The US genotype was selected for use in this second experiment based on overall vigour, reduced mortality and since analysis showed no indication of host genotype*field fertilizer interaction in the initial experiment (see “Results”). Seeds were germinated as described above and planted in autoclaved turface:sunshine #2 mix (4:1) in 4 inch pots (1 plant/pot) in a randomized blocked glasshouse design (191 isolates × 5 replicate pots per isolate distributed over 5 blocks). Wild rhizobia isolates were grown in TY media for roughly 36–48 h and diluted to equalize cell inoculation densities (OD600 = 0.1; ∼106 cells/ml); 5 ml of inoculant was applied to each pot. Preliminary culturing indicated that most isolates neared stationary phase of growth after 36 h. Plants were given nitrogen-free Fahraeus nutrient solution (Somasegaran & Hoben, 1994) once weekly until harvest at 80 days. We measured host performance as the sum of total fruit and flower production per individual plant at harvest. None of the un-inoculated control plants (n = 36) flowered at harvest and were also significantly smaller prior to harvest (5.7 leaves/plant compared to 26.8 leaves/plant on inoculated plants; t = 20.39, p < 0.0001).
We determined the field fertilizer effect on all measures of host performance using a generalized linear mixed model (PROC GLIMMIX, dist = over-dispersed Poisson for fruit and flower production; SAS institute v9.3). Field fertilizer treatment, genotype of origin host (where preserved nodule was obtained), origin field site, greenhouse block and harvest date were included as fixed effects, while field sample plot (of original field soil sample) was included as a random factor. We tested for isolate effects using a log-likelihood ratio test between the full mixed model containing isolate and reduced model excluding the isolate term.
Testing for field fertilizer treatment on rhizobia isolate growth
We selected a random sub-set of isolates from each field fertilizer treatment for in vitro growth assays—31 from fertilized field soil (n[CA] = 8, n[FR] = 7, n[US] = 16 from each host genotype) and 27 isolates from unfertilized field soil (n[CA] = 8, n[FR] = 11, n[US] = 8. Isolates were grown in TY media containing three different plant fertilizer concentrations: no fertilizer (control), 0.25 tbsp. of fertilizer/500 ml media (low) and 0.5 tbsp. of fertilizer/500 ml media (high). All media was prepared using sterile filtered stock fertilizer solutions containing the same slow release fertilizer brand that was applied in the field plots (5 tbsp. of dissolved fertilizer per liter of distilled water). In total, our in vitro assay evaluated 58 isolates over 3 nutrient conditions with 8 replicates for each [isolate]*[fertilizer media] treatment combination.
We conducted the growth assays in 96 well plates, each containing 150 uL of liquid media and initially inoculated with 10 uL of diluted cell culture, grown initially in standard TY media for 36–48 h (OD600 = 0.1, roughly 106 cells/ml). Initial cell density measurements were taken immediately following inoculation and at 36 h. Each plate assayed 4 isolates in all 3 media treatments (n = 8 wells/isolate in each media treatment), and 8 additional un-inoculated wells containing blank TY media. Isolates were randomly assigned over 6 trials and cell density was estimated by measuring optical density (OD600). We found no indication of contamination in un-inoculated controls (as indicated by unchanging optical density measurements during growth assays and a lack of cell growth when subsequently cultured on TY agar plates).

- **ACTIVITY LIST**:
1. In the rhizobia methods passage, name every factor entered as a fixed effect in the generalized linear mixed model.
2. Quote the rhizobia methods passage word for word, starting at "We conducted the" and ending at "TY agar plates).".
The records have no role in this exercise.

[Dataset records]

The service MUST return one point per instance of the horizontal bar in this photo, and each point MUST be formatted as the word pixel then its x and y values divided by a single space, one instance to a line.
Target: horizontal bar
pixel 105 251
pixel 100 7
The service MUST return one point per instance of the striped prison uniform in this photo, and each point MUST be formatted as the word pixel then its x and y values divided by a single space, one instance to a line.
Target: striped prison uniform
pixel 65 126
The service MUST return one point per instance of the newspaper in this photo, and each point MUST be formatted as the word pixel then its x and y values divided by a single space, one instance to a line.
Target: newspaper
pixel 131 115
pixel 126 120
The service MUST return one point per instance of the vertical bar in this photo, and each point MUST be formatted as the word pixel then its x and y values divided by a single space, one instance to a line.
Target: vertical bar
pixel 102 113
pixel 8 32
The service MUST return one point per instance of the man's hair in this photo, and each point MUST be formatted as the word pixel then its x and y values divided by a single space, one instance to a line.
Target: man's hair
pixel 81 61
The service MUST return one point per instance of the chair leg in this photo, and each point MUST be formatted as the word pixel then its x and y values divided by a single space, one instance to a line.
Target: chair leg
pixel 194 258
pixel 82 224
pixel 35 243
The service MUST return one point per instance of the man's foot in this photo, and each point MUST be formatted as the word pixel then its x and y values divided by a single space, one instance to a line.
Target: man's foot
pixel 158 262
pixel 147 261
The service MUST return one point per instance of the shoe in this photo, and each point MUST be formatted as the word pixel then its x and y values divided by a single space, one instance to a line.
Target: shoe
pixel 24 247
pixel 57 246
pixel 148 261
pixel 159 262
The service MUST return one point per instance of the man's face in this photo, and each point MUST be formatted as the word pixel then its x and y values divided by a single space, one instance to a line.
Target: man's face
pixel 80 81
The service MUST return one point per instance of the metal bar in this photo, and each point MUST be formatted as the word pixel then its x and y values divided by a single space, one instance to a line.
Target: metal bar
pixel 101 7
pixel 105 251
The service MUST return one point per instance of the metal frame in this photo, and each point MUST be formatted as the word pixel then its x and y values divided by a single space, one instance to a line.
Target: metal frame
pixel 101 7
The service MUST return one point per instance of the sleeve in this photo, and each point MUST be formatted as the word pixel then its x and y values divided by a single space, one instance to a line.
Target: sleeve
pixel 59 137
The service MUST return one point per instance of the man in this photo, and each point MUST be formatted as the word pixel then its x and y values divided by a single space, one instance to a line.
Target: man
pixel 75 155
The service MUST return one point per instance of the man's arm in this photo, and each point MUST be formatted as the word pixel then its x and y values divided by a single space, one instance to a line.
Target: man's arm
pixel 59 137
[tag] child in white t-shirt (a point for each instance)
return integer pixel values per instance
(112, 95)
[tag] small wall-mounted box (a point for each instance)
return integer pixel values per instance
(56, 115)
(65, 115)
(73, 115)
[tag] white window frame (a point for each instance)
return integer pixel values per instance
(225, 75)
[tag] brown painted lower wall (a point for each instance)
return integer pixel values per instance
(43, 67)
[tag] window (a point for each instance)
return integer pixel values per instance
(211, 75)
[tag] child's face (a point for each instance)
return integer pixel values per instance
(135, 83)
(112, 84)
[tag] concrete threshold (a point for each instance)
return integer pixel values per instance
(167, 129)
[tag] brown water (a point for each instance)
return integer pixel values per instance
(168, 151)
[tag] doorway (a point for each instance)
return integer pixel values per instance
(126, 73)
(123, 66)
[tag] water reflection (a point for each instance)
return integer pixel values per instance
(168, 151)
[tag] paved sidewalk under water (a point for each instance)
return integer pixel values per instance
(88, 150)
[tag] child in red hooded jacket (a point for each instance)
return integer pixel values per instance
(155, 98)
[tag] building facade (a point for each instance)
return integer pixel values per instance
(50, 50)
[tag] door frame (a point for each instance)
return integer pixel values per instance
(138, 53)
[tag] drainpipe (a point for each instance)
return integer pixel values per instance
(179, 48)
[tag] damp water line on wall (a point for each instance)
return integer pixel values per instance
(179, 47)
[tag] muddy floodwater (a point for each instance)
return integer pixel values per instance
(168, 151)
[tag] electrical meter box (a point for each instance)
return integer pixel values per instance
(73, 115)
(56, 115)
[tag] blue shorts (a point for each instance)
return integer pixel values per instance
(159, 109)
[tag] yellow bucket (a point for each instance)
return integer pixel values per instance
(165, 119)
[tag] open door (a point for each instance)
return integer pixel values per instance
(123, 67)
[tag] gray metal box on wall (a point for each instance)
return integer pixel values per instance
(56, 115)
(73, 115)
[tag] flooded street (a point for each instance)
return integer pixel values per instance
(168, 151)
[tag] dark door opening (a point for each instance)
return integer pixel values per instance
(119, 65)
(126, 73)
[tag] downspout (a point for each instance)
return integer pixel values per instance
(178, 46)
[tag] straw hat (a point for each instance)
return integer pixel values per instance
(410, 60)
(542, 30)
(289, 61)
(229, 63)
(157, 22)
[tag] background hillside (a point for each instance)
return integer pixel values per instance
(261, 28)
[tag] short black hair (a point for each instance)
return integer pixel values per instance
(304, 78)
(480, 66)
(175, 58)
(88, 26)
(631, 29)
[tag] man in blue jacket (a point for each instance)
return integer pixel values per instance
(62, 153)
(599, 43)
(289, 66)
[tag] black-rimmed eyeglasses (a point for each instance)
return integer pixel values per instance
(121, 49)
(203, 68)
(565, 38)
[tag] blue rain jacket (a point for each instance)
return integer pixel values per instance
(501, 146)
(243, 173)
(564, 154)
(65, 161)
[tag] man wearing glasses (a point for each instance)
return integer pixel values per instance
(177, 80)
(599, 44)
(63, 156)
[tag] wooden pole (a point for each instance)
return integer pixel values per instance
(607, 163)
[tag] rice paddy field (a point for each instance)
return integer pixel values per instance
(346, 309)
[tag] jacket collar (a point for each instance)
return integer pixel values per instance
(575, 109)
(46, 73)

- **ANSWERS TO EACH TASK**:
1. Field fertilizer treatment, genotype of origin host, origin field site, greenhouse block, and harvest date.

2.
We conducted the growth assays in 96 well plates, each containing 150 uL of liquid media and initially inoculated with 10 uL of diluted cell culture, grown initially in standard TY media for 36–48 h (OD600 = 0.1, roughly 106 cells/ml). Initial cell density measurements were taken immediately following inoculation and at 36 h. Each plate assayed 4 isolates in all 3 media treatments (n = 8 wells/isolate in each media treatment), and 8 additional un-inoculated wells containing blank TY media. Isolates were randomly assigned over 6 trials and cell density was estimated by measuring optical density (OD600). We found no indication of contamination in un-inoculated controls (as indicated by unchanging optical density measurements during growth assays and a lack of cell growth when subsequently cultured on TY agar plates).